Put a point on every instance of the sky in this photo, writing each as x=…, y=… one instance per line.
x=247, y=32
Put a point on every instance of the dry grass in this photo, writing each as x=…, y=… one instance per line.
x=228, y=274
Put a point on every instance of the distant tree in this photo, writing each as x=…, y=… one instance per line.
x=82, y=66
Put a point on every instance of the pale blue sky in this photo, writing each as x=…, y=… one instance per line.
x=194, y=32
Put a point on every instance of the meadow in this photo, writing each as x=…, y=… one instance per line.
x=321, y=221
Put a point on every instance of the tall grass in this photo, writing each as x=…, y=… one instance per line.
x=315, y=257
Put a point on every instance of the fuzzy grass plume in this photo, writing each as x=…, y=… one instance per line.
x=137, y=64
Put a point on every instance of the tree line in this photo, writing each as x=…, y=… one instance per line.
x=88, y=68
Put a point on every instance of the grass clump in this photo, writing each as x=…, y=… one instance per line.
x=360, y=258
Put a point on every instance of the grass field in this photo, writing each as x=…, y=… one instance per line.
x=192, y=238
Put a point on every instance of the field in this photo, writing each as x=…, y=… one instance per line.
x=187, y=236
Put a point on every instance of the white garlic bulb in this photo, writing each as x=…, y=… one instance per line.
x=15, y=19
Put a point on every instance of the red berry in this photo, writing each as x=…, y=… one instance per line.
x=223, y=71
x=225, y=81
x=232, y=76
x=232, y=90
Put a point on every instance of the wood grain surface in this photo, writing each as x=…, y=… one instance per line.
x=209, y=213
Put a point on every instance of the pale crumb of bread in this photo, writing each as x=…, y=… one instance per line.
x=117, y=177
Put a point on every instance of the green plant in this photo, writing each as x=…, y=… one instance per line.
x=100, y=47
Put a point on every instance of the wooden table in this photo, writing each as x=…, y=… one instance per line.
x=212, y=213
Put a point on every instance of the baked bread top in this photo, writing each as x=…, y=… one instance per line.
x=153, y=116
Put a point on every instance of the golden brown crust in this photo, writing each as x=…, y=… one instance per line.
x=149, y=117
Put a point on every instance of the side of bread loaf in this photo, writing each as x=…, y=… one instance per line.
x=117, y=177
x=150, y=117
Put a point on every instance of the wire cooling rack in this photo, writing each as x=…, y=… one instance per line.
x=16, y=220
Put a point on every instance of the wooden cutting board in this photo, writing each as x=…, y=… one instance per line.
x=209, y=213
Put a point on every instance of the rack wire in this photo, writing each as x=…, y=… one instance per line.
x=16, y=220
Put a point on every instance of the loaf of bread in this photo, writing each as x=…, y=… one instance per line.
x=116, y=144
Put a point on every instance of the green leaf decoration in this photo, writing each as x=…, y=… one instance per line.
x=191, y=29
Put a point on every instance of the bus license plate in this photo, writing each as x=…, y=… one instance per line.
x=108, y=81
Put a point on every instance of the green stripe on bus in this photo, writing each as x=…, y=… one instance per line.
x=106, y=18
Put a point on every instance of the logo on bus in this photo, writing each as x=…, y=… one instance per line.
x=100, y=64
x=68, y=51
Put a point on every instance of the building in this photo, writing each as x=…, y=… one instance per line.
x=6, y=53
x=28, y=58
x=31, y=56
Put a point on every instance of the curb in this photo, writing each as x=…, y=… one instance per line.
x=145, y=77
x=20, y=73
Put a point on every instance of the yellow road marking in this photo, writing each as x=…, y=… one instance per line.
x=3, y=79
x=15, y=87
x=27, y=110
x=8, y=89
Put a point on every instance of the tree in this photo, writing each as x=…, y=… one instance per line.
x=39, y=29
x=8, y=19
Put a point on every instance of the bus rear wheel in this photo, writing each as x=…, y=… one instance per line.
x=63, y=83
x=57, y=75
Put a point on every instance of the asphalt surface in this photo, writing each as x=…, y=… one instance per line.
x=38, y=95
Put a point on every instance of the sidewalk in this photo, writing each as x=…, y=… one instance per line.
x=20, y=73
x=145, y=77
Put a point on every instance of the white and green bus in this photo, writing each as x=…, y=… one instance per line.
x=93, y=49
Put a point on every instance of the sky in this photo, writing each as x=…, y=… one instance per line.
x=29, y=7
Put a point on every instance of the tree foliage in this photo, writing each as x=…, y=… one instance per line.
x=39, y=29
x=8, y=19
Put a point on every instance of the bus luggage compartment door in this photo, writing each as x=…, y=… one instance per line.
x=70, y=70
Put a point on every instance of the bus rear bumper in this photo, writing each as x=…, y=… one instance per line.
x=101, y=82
--
Objective
Can you put all of the rows above into a numbered list, leaving out any blank lines?

Solution
1. Put a point on every instance of the sky in this photo, writing each as x=…, y=… one instance per line.
2. x=247, y=32
3. Put a point on every instance of the dry grass in this photo, writing each as x=…, y=… one instance per line.
4. x=228, y=274
5. Put a point on every instance of the distant tree in this photo, writing each as x=…, y=… one instance per line.
6. x=82, y=66
7. Put a point on every instance of the pale blue sky in this photo, writing each as x=…, y=… one instance per line.
8. x=194, y=32
9. Put a point on every instance of the meadow in this photo, writing each as x=…, y=… one instance per line.
10. x=321, y=221
11. Put a point on every instance of the tall grass in this photo, writing each as x=…, y=… one instance per line.
12. x=315, y=257
13. Put a point on every instance of the fuzzy grass plume in this photo, writing each as x=…, y=… one instance per line.
14. x=137, y=64
15. Put a point on every instance of the tree line in this photo, writing each as x=…, y=… one instance per line.
16. x=88, y=68
17. Put a point on every instance of the grass clump in this photo, writing each as x=…, y=… one instance per line.
18. x=360, y=258
19. Put a point on every instance of the grass field in this photo, writing each as x=…, y=… one instance per line.
20. x=192, y=238
21. Put a point on every instance of the field in this photo, writing each as x=…, y=… one instance per line.
22. x=187, y=236
23. Put a point on every instance of the white garlic bulb in this photo, writing each as x=…, y=… one instance per line.
24. x=15, y=19
25. Put a point on every instance of the red berry in this photo, writing each as x=…, y=… one instance per line.
26. x=223, y=71
27. x=225, y=81
28. x=232, y=76
29. x=232, y=90
30. Put a point on every instance of the wood grain surface in this photo, writing each as x=…, y=… one instance per line.
31. x=209, y=213
32. Put a point on every instance of the pale crumb of bread in this photo, writing each as x=…, y=… one instance per line.
33. x=117, y=177
34. Put a point on every instance of the green plant in this photo, writing each as x=…, y=… one instance per line.
35. x=100, y=47
36. Put a point on every instance of the wooden table in this photo, writing each as x=…, y=… one instance per line.
37. x=212, y=213
38. Put a point on every instance of the baked bread top in this photo, writing each as x=…, y=… one instance per line.
39. x=153, y=116
40. Put a point on every instance of the golden brown crust in this photo, writing each as x=…, y=… one instance per line.
41. x=149, y=117
42. Put a point on every instance of the side of bread loaf in this photo, writing each as x=…, y=… one instance per line.
43. x=117, y=177
44. x=150, y=117
45. Put a point on every instance of the wire cooling rack in this photo, writing each as x=…, y=… one instance per line.
46. x=16, y=220
47. Put a point on every instance of the wooden cutting board in this photo, writing each as x=…, y=… one instance per line.
48. x=209, y=213
49. Put a point on every instance of the rack wire in this photo, writing each as x=…, y=… one instance per line.
50. x=16, y=220
51. Put a point on every instance of the loaf of bread in this photo, writing each as x=…, y=… one instance per line.
52. x=116, y=144
53. Put a point on every instance of the green leaf decoration in this photo, writing each as x=…, y=… one instance per line.
54. x=191, y=29
55. Put a point on every instance of the bus license plate in this photo, writing each as x=…, y=… one instance per line.
56. x=108, y=81
57. Put a point on every instance of the green stripe on bus in this photo, writing each as x=…, y=… one instance per line.
58. x=106, y=18
59. Put a point on every instance of the logo on bus in this photo, writing each as x=…, y=… one instance per line.
60. x=100, y=64
61. x=68, y=51
62. Put a point on every instance of the building in this photo, writing each as x=…, y=… one instance per line.
63. x=6, y=53
64. x=28, y=58
65. x=31, y=56
66. Put a point on every instance of the curb in this photo, writing each as x=…, y=… one instance per line.
67. x=145, y=77
68. x=20, y=73
69. Put a point on every instance of the yellow road marking in this photo, writing each as x=…, y=… one instance per line.
70. x=3, y=79
71. x=15, y=87
72. x=27, y=110
73. x=8, y=89
74. Put a point on every instance of the tree in this photo, writing each as x=…, y=… one instance per line.
75. x=39, y=29
76. x=8, y=19
77. Put a point on every instance of the bus rear wheel in this photo, writing each as x=…, y=… one instance per line.
78. x=63, y=83
79. x=57, y=75
80. Put a point on every instance of the asphalt surface in this photo, writing each as x=…, y=… one instance per line.
81. x=38, y=95
82. Put a point on every instance of the sidewalk in this photo, writing each as x=…, y=… one instance per line.
83. x=20, y=73
84. x=145, y=77
85. Put a point on every instance of the white and green bus in this photo, writing each as x=…, y=… one instance per line.
86. x=93, y=49
87. Put a point on every instance of the sky in this photo, writing each as x=…, y=… one instance per line.
88. x=29, y=7
89. Put a point on every instance of the tree foliage in this photo, writing each as x=…, y=… one instance per line.
90. x=39, y=29
91. x=8, y=19
92. Put a point on every instance of the bus luggage compartment door in this photo, writing each as x=…, y=… one instance per line.
93. x=70, y=70
94. Put a point on every instance of the bus rear bumper in this photo, writing each as x=…, y=… one instance per line.
95. x=101, y=82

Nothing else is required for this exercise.